* Dataset rows on where objects appear *
--- Begin ---
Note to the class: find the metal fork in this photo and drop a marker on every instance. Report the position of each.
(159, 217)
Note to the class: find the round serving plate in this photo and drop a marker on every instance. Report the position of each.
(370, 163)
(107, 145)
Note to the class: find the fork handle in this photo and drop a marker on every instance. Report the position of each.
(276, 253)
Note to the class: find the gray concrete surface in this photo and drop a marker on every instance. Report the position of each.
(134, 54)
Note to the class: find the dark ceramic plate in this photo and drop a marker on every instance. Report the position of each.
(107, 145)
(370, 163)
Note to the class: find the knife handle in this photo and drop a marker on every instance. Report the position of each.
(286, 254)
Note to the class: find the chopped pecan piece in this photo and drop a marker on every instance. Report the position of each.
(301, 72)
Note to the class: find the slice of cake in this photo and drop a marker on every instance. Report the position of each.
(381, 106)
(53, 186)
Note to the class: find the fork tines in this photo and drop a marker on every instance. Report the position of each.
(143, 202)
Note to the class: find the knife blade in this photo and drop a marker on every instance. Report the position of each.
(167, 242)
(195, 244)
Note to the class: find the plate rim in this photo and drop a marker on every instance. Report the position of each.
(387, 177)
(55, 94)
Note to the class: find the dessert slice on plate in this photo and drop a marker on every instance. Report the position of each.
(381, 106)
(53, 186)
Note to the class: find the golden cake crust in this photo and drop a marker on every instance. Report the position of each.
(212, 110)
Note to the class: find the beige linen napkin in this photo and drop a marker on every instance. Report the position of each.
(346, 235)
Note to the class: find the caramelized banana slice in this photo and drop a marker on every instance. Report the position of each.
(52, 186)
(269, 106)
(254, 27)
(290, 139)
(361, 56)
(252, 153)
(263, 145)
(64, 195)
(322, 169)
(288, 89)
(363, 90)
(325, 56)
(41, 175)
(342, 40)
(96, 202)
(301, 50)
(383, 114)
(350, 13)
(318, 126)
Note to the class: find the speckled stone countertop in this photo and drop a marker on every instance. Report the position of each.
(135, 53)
--- End ---
* What the exercise asks *
Rewrite every item above with "drop a marker" changed to "place a point", keeping everything else the same.

* Response *
Note to the class: find the metal fork in this photo and place a point on every instance. Report the position of each.
(159, 217)
Note to the class: find the round serving plate in this photo and place a point on every instance. Report the position of each.
(370, 163)
(107, 145)
Note to the class: find the fork handle in this photo and place a point on every instance. Report the position of each.
(276, 253)
Note to the class: find the gray concrete surface in this photo and place a point on every instance. Report the position of each.
(134, 54)
Note to the class: find the dark ceramic plate in this photo and place a point on every instance. Report the position of each.
(107, 145)
(370, 163)
Note to the class: find the knife handle in this photo and place a point on every instance. Report the position of each.
(286, 254)
Note to the class: find the chopped pecan piece in this photo and place a point on every instance. Report the position of each.
(301, 72)
Note to the class: find the slice of cake in this photo and place a point on every instance. Report the position of each.
(381, 106)
(53, 186)
Note to the class: find the fork tines in this photo and place a point on every instance. Report the position of each.
(143, 202)
Note to the class: find the knife blade in this photo and place a point on every instance. Report the position of each.
(167, 242)
(195, 244)
Note to the class: find the plate rim in this photo and place a point on every instance. Report the position of each.
(387, 177)
(55, 94)
Note to the class: find the dessert slice on plate in this photo and place a point on every instance. Report the position of each.
(381, 106)
(53, 186)
Note to the class: find the golden cake crust in this photo and place a point on every instance. Report the position of each.
(212, 110)
Note to the class: find the beige linen napkin in this photo and place a point on every instance. Report the position of each.
(346, 235)
Note to the class: find the caramelized banana slice in this photo and place a point on every instance. Report the position of each.
(52, 186)
(269, 106)
(254, 27)
(290, 139)
(361, 56)
(252, 153)
(263, 145)
(64, 195)
(322, 169)
(288, 89)
(363, 90)
(325, 56)
(41, 175)
(342, 40)
(96, 202)
(301, 50)
(383, 114)
(350, 13)
(318, 126)
Note to the class: find the speckled stone countertop in this photo and place a point on every instance. Report the position of each.
(135, 53)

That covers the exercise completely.